→ Exercise set
(a) List every person named in the article about renaming Montreal streets.
(b) Translate this sentence from the article about renaming Montreal streets into French: "Birnbaum says Carrel was “a proponent of eugenics and a supporter of the collaborationist Vichy regime in wartime France.”"

→ Passage for review
Montreal mayor promises that streets named after Nazi sympathizer will be changed

Montreal Mayor Denis Coderre promised that public places in his city named for a French Nobel laureate, who was an alleged Nazi sympathizer, will be changed soon.

Montreal Mayor Denis Coderre promised that public places in his city named for a French Nobel laureate, who was an alleged Nazi sympathizer, will be changed soon.

He was referring to a street and park in the Rivière des Prairies district, near the eastern tip of the island, honouring Alexis Carrel, a physician who won the Nobel Prize for medicine in 1912.

Coderre, in consultation with Rivière des Prairies-Pointe aux Trembles borough mayor Chantal Rouleau, announced the decision of his executive committee on April 20, a day after D’Arcy McGee MNA David Birnbaum called on all municipalities in Quebec to remove Carrel’s name from public places.

Birnbaum has also contacted the mayors of Châteauguay and Boisbriand, where there are also streets named for Carrel, a pioneer in vascular surgery, who died in 1944.

Birnbaum says Carrel was “a proponent of eugenics and a supporter of the collaborationist Vichy regime in wartime France.”

READ: REMOVE NAZI SYMPATHIZER FROM QUEBEC STREET SIGNS: MNA

The MNA cited the German edition of his book L’Homme, cet Inconnu, in which Carrel praised the Nazi regime, writing: “The German government has taken energetic measures against the propagation of the defective, the mentally diseased, and the criminal. The ideal solution would be the suppression of each of these individuals as soon as he has proven himself to be dangerous.”

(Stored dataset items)

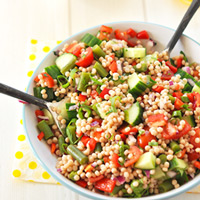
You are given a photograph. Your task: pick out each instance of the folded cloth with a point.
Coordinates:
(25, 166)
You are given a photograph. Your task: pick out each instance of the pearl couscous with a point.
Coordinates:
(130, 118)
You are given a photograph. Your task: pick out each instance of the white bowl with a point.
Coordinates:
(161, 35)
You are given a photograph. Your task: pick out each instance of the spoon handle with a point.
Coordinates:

--

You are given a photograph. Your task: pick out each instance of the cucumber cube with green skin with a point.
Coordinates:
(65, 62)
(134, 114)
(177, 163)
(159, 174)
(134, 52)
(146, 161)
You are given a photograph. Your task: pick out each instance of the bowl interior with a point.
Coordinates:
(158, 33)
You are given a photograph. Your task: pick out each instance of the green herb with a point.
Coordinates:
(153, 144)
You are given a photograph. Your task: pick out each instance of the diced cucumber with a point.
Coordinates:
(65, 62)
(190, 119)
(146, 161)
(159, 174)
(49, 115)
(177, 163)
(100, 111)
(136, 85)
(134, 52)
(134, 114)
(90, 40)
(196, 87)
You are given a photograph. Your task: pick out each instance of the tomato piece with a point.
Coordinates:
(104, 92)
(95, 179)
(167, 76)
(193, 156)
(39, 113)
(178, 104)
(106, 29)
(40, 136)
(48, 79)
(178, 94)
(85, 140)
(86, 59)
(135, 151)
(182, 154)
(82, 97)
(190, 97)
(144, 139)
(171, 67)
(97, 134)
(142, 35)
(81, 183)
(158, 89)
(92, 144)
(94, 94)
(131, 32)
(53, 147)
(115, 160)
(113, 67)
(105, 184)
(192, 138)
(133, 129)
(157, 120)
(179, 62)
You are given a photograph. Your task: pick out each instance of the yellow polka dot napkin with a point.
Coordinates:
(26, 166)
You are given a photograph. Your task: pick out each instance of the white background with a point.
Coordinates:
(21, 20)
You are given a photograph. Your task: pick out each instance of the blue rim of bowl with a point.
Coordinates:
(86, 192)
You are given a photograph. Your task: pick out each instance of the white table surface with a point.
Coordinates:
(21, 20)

→ Outputs in order
(a)
Denis Coderre
Alexis Carrel
Chantal Rouleau
David Birnbaum

(b) Birnbaum affirme que Carrel était « un partisan de l'eugénisme et un soutien du régime collaborationniste de Vichy dans la France en guerre ».